## Dataset entries
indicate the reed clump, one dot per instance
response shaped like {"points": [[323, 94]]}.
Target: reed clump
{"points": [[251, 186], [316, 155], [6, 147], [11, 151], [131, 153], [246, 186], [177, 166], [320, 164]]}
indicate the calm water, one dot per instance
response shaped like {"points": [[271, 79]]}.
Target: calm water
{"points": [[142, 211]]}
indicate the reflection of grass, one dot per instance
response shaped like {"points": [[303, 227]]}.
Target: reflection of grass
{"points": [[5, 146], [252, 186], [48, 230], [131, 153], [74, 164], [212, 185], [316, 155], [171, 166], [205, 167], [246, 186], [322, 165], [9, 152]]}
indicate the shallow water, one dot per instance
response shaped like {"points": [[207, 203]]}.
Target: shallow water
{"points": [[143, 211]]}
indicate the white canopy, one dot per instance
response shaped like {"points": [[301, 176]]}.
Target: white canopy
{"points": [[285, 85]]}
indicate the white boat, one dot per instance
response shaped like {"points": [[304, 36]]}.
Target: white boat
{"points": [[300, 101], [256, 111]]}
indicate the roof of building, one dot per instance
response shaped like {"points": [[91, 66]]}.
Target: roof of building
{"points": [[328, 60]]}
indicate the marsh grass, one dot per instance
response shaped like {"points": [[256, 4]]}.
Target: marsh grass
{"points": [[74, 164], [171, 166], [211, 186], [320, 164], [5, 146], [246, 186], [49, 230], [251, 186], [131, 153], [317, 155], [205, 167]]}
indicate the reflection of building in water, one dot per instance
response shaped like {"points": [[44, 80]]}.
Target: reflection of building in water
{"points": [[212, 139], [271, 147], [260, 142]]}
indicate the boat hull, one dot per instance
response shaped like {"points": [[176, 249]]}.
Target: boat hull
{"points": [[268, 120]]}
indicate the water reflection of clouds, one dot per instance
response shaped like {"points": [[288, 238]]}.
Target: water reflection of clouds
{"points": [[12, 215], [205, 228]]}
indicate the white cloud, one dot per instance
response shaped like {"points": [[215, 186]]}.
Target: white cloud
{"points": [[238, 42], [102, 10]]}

## Your task
An exact repeat of all the records is required.

## Exercise output
indicate the reed clump, one dot per instance
response shaped like {"points": [[323, 94]]}.
Target: reed clump
{"points": [[251, 186], [316, 155], [6, 147], [11, 151], [131, 153], [246, 186], [177, 166], [320, 164]]}
indicate the calm water, one dot per instance
response shaped like {"points": [[271, 79]]}.
Target: calm water
{"points": [[142, 211]]}
indicate the reflection of grass, one dot per instance
response shaped like {"points": [[303, 227]]}.
Target: reflection of grass
{"points": [[5, 146], [252, 186], [48, 230], [131, 153], [74, 164], [212, 185], [316, 155], [171, 166], [205, 167], [246, 186], [322, 165], [9, 152]]}
indicate the shallow water, one dot per instance
response shaped like {"points": [[207, 203]]}.
Target: shallow water
{"points": [[143, 211]]}
indicate the white canopy, one dot per instance
response shaped like {"points": [[301, 176]]}.
Target: white canopy
{"points": [[285, 85]]}
indicate the white boat, one dot per instance
response shaped like {"points": [[304, 36]]}.
Target: white boat
{"points": [[300, 101], [256, 111]]}
indicate the roof of building, one dot per instance
response shaped like {"points": [[91, 66]]}.
Target: roof of building
{"points": [[328, 60]]}
indicate the marsh grass, one dot per instance
response shaped like {"points": [[256, 4]]}.
Target: marsh grass
{"points": [[74, 164], [171, 166], [211, 186], [320, 164], [5, 146], [246, 186], [49, 230], [251, 186], [131, 153], [317, 155], [205, 167]]}
indicate the reflection of building in water, one dot per instance
response shaped like {"points": [[44, 80]]}.
Target: reflection of building in water
{"points": [[212, 139], [271, 147], [260, 142]]}
indicate the boat hull, one dot per instance
response shaped like {"points": [[176, 249]]}.
Target: boat hull
{"points": [[268, 120]]}
indicate the water reflection of clouds, one dot per instance
response shaped like {"points": [[288, 238]]}.
Target: water reflection of clouds
{"points": [[12, 215], [205, 228]]}
indicate the white cloud, one dot per instance
response shaped like {"points": [[215, 186]]}.
Target: white cloud
{"points": [[238, 42], [102, 10]]}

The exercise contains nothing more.